WORK TO DO:
Copy every entry below word for word, leaving out the pictures.
══ EXTRACTED DATA ══
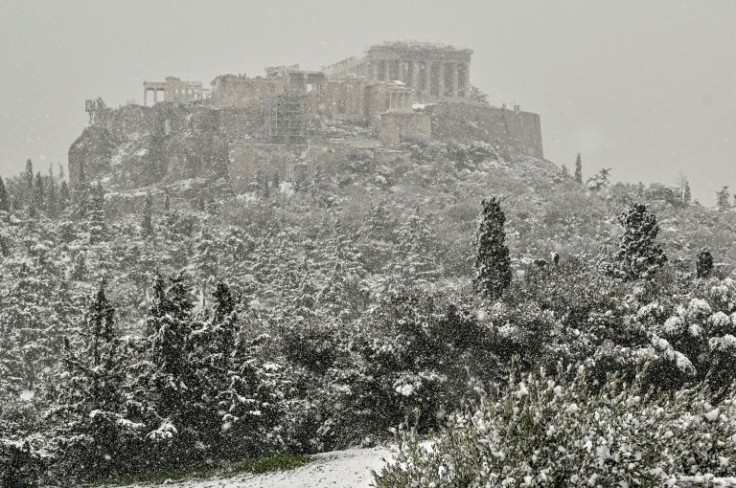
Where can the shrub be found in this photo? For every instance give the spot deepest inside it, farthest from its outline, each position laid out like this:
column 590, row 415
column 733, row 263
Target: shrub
column 556, row 431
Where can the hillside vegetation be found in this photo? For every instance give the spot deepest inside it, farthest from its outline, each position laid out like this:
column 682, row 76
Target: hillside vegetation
column 142, row 330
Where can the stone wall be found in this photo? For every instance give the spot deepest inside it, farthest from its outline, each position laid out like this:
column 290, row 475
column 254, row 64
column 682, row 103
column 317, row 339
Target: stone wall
column 242, row 92
column 393, row 127
column 247, row 158
column 513, row 130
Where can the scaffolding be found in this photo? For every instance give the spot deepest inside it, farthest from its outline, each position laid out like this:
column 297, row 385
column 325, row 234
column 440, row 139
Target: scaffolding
column 286, row 119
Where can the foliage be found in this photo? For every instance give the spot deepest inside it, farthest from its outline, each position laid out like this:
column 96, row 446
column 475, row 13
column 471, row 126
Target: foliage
column 543, row 430
column 639, row 255
column 492, row 263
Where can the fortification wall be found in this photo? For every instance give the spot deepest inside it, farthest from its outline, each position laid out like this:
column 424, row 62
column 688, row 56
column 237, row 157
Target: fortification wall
column 248, row 158
column 514, row 130
column 393, row 127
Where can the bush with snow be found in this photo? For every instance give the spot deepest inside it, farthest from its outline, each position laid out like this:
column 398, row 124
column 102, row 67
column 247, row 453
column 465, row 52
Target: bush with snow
column 555, row 430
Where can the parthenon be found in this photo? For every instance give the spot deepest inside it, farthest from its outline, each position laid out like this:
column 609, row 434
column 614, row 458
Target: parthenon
column 434, row 72
column 175, row 90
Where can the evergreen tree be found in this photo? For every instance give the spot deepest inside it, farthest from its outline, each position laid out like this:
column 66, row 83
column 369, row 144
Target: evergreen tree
column 704, row 265
column 93, row 405
column 52, row 206
column 639, row 255
column 492, row 262
column 38, row 192
column 170, row 321
column 722, row 199
column 65, row 195
column 4, row 198
column 29, row 179
column 147, row 220
column 579, row 169
column 97, row 226
column 82, row 194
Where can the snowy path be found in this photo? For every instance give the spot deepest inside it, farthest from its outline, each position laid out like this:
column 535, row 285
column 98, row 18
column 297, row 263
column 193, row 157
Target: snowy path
column 339, row 469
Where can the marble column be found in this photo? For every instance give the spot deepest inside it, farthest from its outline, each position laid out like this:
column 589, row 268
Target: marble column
column 441, row 80
column 454, row 87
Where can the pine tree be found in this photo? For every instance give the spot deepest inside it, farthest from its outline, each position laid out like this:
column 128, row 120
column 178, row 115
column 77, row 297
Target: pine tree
column 704, row 265
column 579, row 169
column 4, row 199
column 492, row 262
column 639, row 255
column 147, row 220
column 722, row 199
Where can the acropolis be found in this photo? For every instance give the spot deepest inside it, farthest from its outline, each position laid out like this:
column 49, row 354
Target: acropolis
column 289, row 117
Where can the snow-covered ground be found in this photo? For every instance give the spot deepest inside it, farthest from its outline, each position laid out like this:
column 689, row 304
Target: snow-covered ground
column 340, row 469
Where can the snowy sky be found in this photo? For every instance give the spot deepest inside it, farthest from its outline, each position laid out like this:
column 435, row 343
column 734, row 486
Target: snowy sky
column 647, row 88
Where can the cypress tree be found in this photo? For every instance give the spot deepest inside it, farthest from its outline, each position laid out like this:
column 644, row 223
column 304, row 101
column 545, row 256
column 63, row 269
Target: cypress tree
column 4, row 199
column 147, row 221
column 492, row 262
column 65, row 195
column 722, row 199
column 704, row 265
column 38, row 192
column 29, row 177
column 579, row 169
column 97, row 227
column 639, row 255
column 94, row 399
column 51, row 200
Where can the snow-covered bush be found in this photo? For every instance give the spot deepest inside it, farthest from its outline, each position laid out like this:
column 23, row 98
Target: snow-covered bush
column 554, row 430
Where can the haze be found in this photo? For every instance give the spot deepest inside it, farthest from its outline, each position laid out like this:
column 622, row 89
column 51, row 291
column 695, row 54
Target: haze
column 645, row 88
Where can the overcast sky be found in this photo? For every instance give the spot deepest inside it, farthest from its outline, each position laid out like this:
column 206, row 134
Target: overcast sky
column 647, row 88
═══
EXERCISE SOLUTION:
Where can the shrub be found in this photo? For every instance give the spot deepest inside it, farthest from its outline, each position laid out like this:
column 590, row 415
column 733, row 263
Target: shrub
column 556, row 431
Where can the hillside vegetation be found in this photo? For every instance give the spot deepest inside it, farthest from its outline, each position laid out like this:
column 682, row 76
Target: hillside vegetation
column 142, row 330
Where can the stone wall be found in this photo? For every instance give the spot deepest inside it, farthest from its outline, each position laid out like this:
column 290, row 475
column 254, row 64
column 682, row 103
column 317, row 339
Target: stone wall
column 242, row 92
column 393, row 127
column 247, row 158
column 513, row 130
Where can the scaffolding be found in this photo? For every instance give the spot deepest inside it, farthest from its outline, each position laid out like this:
column 297, row 385
column 325, row 234
column 440, row 139
Target: scaffolding
column 286, row 119
Where can the foliage be found in this photo? For every instance give the spot deepest inside it, farthest from its outline, each position laid out like this:
column 96, row 446
column 475, row 13
column 471, row 126
Target: foliage
column 543, row 430
column 639, row 255
column 492, row 263
Where can the fortification wall be found in this photo? For every instance give the spot deepest inside it, farthest from its outline, each position laid out like this:
column 424, row 62
column 688, row 56
column 237, row 157
Target: fortification wall
column 248, row 158
column 514, row 130
column 393, row 127
Where can the bush with snow be found in this photo? For every instance give the spot deepest inside it, farthest from its outline, each position laid out like this:
column 398, row 124
column 102, row 67
column 247, row 453
column 465, row 52
Target: bush with snow
column 555, row 430
Where can the parthenon be found in this photo? For every instance give the spot deepest inside it, farthest from its outline, each position laid out like this:
column 609, row 434
column 614, row 458
Target: parthenon
column 434, row 72
column 175, row 90
Where can the evergreen tree be found in this photo? For every instance give the spot deepest inside it, farthest from its outline, each position laid out like this:
column 66, row 83
column 369, row 144
Target: evergreen tree
column 704, row 265
column 93, row 405
column 52, row 206
column 639, row 255
column 492, row 262
column 38, row 192
column 170, row 321
column 722, row 199
column 65, row 195
column 4, row 198
column 29, row 179
column 147, row 220
column 579, row 169
column 97, row 226
column 82, row 194
Where can the snowy path be found in this photo? For every instance give the spot deepest inside it, farthest from its outline, each position laid out like this:
column 535, row 285
column 98, row 18
column 297, row 263
column 193, row 157
Target: snowy path
column 339, row 469
Where can the marble column be found in this photo? For every instance give the spot deepest inside it, farthest from its outline, each position laid out like this:
column 589, row 268
Target: marble column
column 441, row 80
column 454, row 87
Where can the pine tree be found in this photo? For every instance give the spot deepest inside it, farthest from its outline, each position laid out like this:
column 128, row 120
column 178, row 115
column 77, row 297
Target: pine tree
column 704, row 265
column 579, row 169
column 4, row 199
column 492, row 262
column 639, row 255
column 147, row 220
column 722, row 199
Where can the acropolis be found in this photo? For every instance give the spot deepest inside it, farthest from its outline, each position laid out like this:
column 49, row 354
Target: acropolis
column 289, row 117
Where can the snow-covered ground be found in this photo? For every instance give the spot deepest inside it, farthest from its outline, each position laid out like this:
column 689, row 304
Target: snow-covered ground
column 340, row 469
Where can the snowy sky be found in this photo? For every instance give the spot deepest inside it, farthest from its outline, each position laid out like this:
column 435, row 343
column 734, row 486
Target: snowy sky
column 647, row 88
Where can the cypress tree be found in this photo? For every instance give the spot deepest inside it, farthest from its outline, each position laid out like this:
column 644, row 223
column 304, row 101
column 545, row 256
column 63, row 269
Target: cypress tree
column 4, row 199
column 147, row 221
column 492, row 262
column 65, row 195
column 722, row 199
column 704, row 265
column 38, row 192
column 29, row 177
column 579, row 169
column 97, row 227
column 639, row 255
column 94, row 399
column 51, row 200
Where can the snow-covered bush be found in this photo? For every instance give the spot deepest inside it, farthest from its outline, each position laid out like this:
column 23, row 98
Target: snow-covered bush
column 554, row 430
Where can the haze be found in this photo? For every instance give the spot deepest inside it, farthest from its outline, each position laid out like this:
column 622, row 89
column 51, row 291
column 695, row 54
Target: haze
column 645, row 88
Where can the overcast sky be found in this photo? For every instance give the spot deepest inside it, farthest from its outline, each position laid out like this:
column 206, row 134
Target: overcast sky
column 647, row 88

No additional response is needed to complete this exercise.